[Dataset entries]
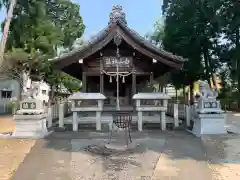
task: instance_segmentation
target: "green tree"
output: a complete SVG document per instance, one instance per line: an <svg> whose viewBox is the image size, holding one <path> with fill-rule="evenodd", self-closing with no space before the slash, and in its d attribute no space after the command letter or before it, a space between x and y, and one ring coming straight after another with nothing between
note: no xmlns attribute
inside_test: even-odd
<svg viewBox="0 0 240 180"><path fill-rule="evenodd" d="M225 41L220 49L221 60L228 64L231 77L236 82L240 107L240 3L238 0L220 0L220 2L218 17Z"/></svg>
<svg viewBox="0 0 240 180"><path fill-rule="evenodd" d="M218 65L214 58L220 36L216 0L165 0L163 47L188 58L180 71L172 73L174 83L190 84L199 78L214 79Z"/></svg>
<svg viewBox="0 0 240 180"><path fill-rule="evenodd" d="M82 36L85 26L79 10L79 5L70 0L17 1L7 40L8 54L16 53L14 49L27 53L28 58L19 63L53 87L65 77L64 82L72 82L69 76L53 70L48 59L57 55L59 47L71 48L75 39ZM71 83L65 83L68 84Z"/></svg>

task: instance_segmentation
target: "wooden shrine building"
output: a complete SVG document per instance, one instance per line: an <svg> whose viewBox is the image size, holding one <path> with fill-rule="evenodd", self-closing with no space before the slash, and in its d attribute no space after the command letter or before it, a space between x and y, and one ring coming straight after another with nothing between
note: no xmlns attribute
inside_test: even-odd
<svg viewBox="0 0 240 180"><path fill-rule="evenodd" d="M79 50L52 61L55 68L82 80L82 92L104 94L106 105L116 104L119 97L120 105L127 106L134 94L147 91L154 78L180 69L185 59L138 35L127 26L122 7L114 6L105 29Z"/></svg>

OBJECTIVE: Please render the lines above as a numbered list, skipping any blank lines. Leave the pictures out of your answer.

RESULT FOR THIS EXERCISE:
1. task: instance_segmentation
2. target: "green tree"
3. output: a complete SVG document per instance, one instance per line: an <svg> whose viewBox is the image size, holding one <path> with fill-rule="evenodd", self-closing with no space before the slash, and in its d attribute no space after the command letter or before it, a space between x and y, and one ring coming straight after another with nothing between
4. note: no xmlns attribute
5. inside_test: even-odd
6. <svg viewBox="0 0 240 180"><path fill-rule="evenodd" d="M225 41L220 49L221 60L228 64L231 77L236 82L240 107L240 3L238 0L220 0L220 2L218 17Z"/></svg>
7. <svg viewBox="0 0 240 180"><path fill-rule="evenodd" d="M218 65L214 58L220 36L216 0L165 0L163 47L188 58L180 71L172 73L174 83L190 84L199 78L214 79Z"/></svg>
8. <svg viewBox="0 0 240 180"><path fill-rule="evenodd" d="M82 36L85 26L79 10L79 5L70 0L17 1L7 40L8 54L16 53L14 49L27 53L28 58L19 63L53 87L65 77L64 82L72 82L69 76L53 70L48 59L57 55L59 47L71 48L75 39ZM71 83L65 83L68 84Z"/></svg>
9. task: instance_segmentation
10. target: "wooden shrine building"
11. output: a complete SVG document per instance, one instance per line: an <svg> whose viewBox is the image size, holding one <path> with fill-rule="evenodd", self-closing with no space before the slash, and in its d attribute no space after the command letter or before it, a space between x and y, and one ring coming straight after another with nothing between
12. note: no xmlns attribute
13. inside_test: even-odd
14. <svg viewBox="0 0 240 180"><path fill-rule="evenodd" d="M79 50L52 61L55 68L82 80L82 92L104 94L106 105L116 104L119 97L120 105L127 106L134 94L147 91L154 78L180 69L185 59L138 35L127 26L122 7L114 6L105 29Z"/></svg>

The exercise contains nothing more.